Items listed in a dataset
⁂

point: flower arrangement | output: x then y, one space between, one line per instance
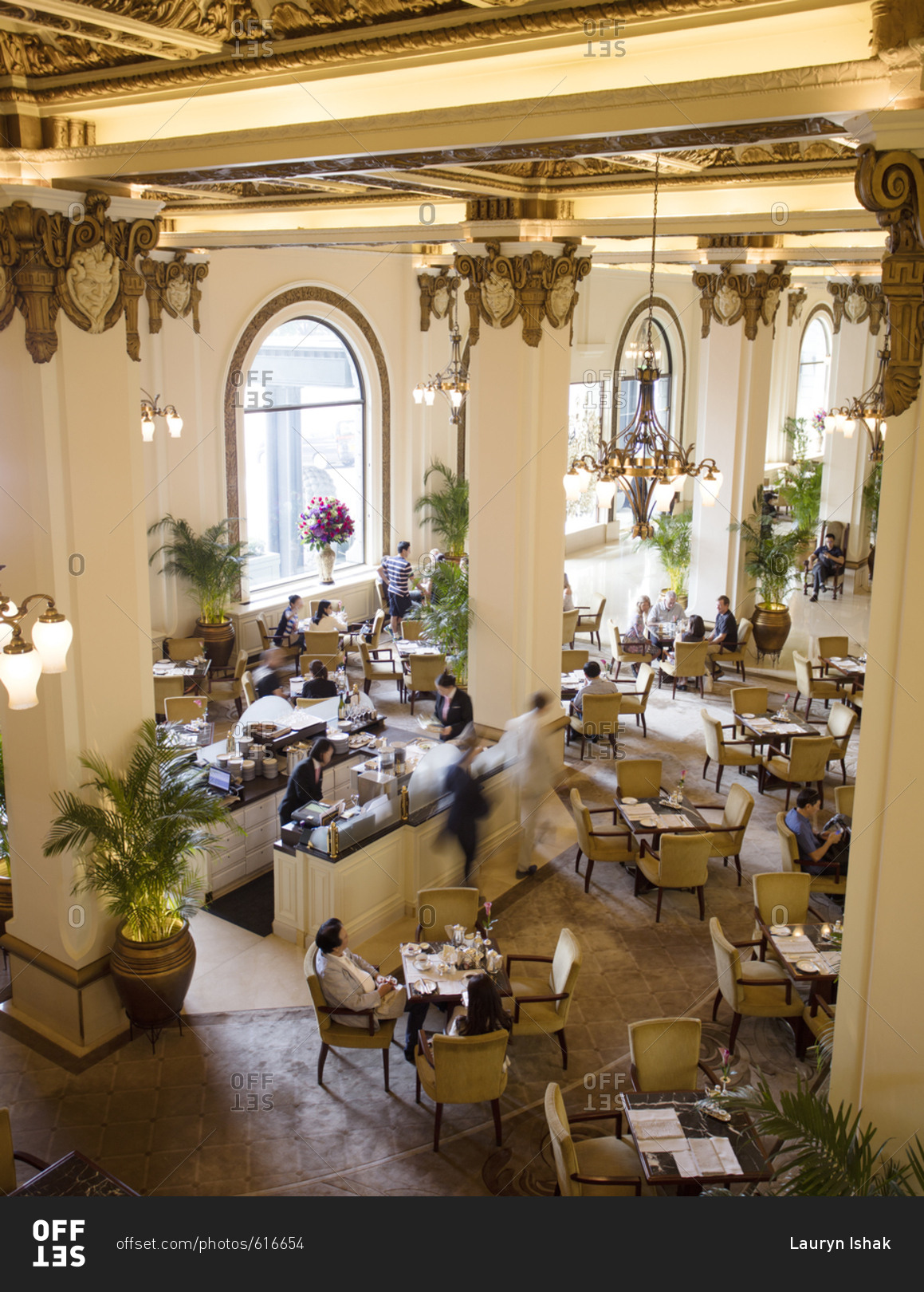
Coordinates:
326 521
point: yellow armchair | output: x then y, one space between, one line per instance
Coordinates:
603 1167
682 861
541 1006
613 845
462 1070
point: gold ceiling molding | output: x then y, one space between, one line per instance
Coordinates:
533 287
857 302
81 264
436 296
172 286
892 185
729 297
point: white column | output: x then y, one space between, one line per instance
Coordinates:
734 393
73 526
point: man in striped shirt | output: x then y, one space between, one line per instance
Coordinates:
395 571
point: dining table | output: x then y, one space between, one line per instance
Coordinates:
680 1144
808 955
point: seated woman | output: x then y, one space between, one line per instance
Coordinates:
318 687
453 710
484 1013
324 620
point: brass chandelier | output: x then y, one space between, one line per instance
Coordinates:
869 410
643 459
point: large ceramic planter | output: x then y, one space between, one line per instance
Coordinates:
218 641
770 624
326 558
153 977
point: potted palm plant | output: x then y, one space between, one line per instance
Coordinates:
212 564
447 508
773 557
137 845
446 618
672 539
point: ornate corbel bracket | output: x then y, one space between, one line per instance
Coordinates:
726 297
534 287
172 286
859 302
892 187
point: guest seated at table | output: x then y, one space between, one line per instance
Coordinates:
663 619
318 687
453 710
304 785
324 620
289 624
595 685
634 639
724 636
813 846
348 979
268 679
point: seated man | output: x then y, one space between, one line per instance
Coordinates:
724 636
828 561
348 979
663 619
801 821
595 685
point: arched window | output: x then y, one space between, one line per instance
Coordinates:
304 435
628 384
815 373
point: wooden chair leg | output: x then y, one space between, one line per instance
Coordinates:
497 1129
733 1034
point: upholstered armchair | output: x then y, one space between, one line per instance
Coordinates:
830 881
462 1070
619 654
680 861
639 778
600 845
842 721
336 1035
815 687
591 622
380 666
805 764
728 837
753 989
636 702
599 717
664 1054
689 660
603 1167
541 1006
725 754
438 908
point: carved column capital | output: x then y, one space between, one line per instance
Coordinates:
726 297
533 287
892 185
857 302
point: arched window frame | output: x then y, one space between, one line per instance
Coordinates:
339 314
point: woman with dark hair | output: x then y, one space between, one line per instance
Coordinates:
453 710
318 685
304 785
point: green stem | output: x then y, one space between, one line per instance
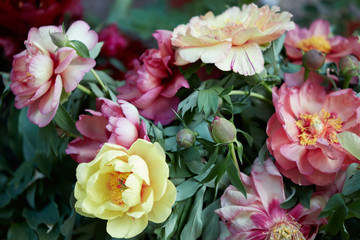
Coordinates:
306 74
99 81
84 89
347 81
252 94
233 155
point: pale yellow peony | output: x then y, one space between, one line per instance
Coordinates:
126 187
231 40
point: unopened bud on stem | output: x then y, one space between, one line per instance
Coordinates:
222 130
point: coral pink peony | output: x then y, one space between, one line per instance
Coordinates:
303 131
152 84
318 37
40 73
116 123
231 40
259 216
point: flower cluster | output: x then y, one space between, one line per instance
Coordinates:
240 125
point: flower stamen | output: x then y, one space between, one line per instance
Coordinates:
117 186
315 126
315 42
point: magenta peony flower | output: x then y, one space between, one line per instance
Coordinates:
260 217
152 84
116 123
303 131
17 17
40 73
316 37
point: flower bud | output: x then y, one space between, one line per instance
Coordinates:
59 39
313 59
185 138
349 66
222 130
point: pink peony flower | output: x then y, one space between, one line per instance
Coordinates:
231 40
17 17
259 216
303 131
40 73
152 84
119 46
318 37
116 123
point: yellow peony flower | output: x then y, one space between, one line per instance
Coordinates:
126 187
232 39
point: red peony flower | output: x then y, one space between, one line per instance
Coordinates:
152 84
17 17
303 131
116 123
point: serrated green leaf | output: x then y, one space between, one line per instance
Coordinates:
63 119
208 100
235 178
351 184
80 48
351 142
187 189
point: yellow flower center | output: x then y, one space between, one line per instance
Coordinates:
315 126
117 186
315 42
285 231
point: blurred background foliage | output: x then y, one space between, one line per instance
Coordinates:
37 177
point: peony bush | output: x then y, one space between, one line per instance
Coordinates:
230 123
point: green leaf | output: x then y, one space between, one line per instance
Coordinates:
351 184
290 201
351 142
193 228
63 119
208 100
235 178
80 48
188 103
49 215
96 50
337 211
21 231
187 189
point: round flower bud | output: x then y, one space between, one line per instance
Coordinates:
185 138
222 130
313 59
349 66
59 39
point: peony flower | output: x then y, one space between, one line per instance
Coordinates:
303 131
152 84
231 40
116 123
259 216
127 188
118 46
17 17
40 73
318 37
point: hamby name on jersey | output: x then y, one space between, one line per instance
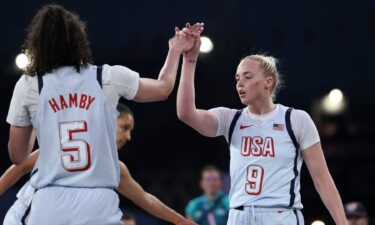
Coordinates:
257 146
75 100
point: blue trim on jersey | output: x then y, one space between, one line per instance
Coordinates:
295 213
296 145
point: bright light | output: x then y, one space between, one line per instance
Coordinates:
22 61
335 96
318 222
206 45
334 102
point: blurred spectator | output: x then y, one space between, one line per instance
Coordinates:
356 213
128 219
212 207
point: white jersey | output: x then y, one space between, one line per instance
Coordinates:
264 162
76 131
26 193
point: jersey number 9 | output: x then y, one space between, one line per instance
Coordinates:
254 179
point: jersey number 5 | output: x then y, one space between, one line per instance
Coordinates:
254 179
76 152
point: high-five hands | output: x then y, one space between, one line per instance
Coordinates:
191 32
186 40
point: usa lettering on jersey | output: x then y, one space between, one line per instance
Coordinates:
257 146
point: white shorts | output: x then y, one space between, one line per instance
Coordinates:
75 206
265 216
16 213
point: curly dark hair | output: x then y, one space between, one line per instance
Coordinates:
56 37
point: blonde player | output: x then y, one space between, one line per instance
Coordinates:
268 143
128 187
72 106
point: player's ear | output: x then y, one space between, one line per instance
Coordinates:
268 83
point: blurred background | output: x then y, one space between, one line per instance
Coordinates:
327 55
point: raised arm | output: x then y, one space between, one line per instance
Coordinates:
160 89
21 142
132 190
203 121
15 172
324 183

⁂

### [INSTRUCTIONS FOR THE TASK]
Copy every line of the records above that holds the word "blurred".

### [OUTPUT OF THE TASK]
point: blurred background foliage | output: x then y, one space between, one line per instance
point: blurred spectator | output: x then y, one space between, one line per instance
point: blurred background | output: x then y, one space between, one line per instance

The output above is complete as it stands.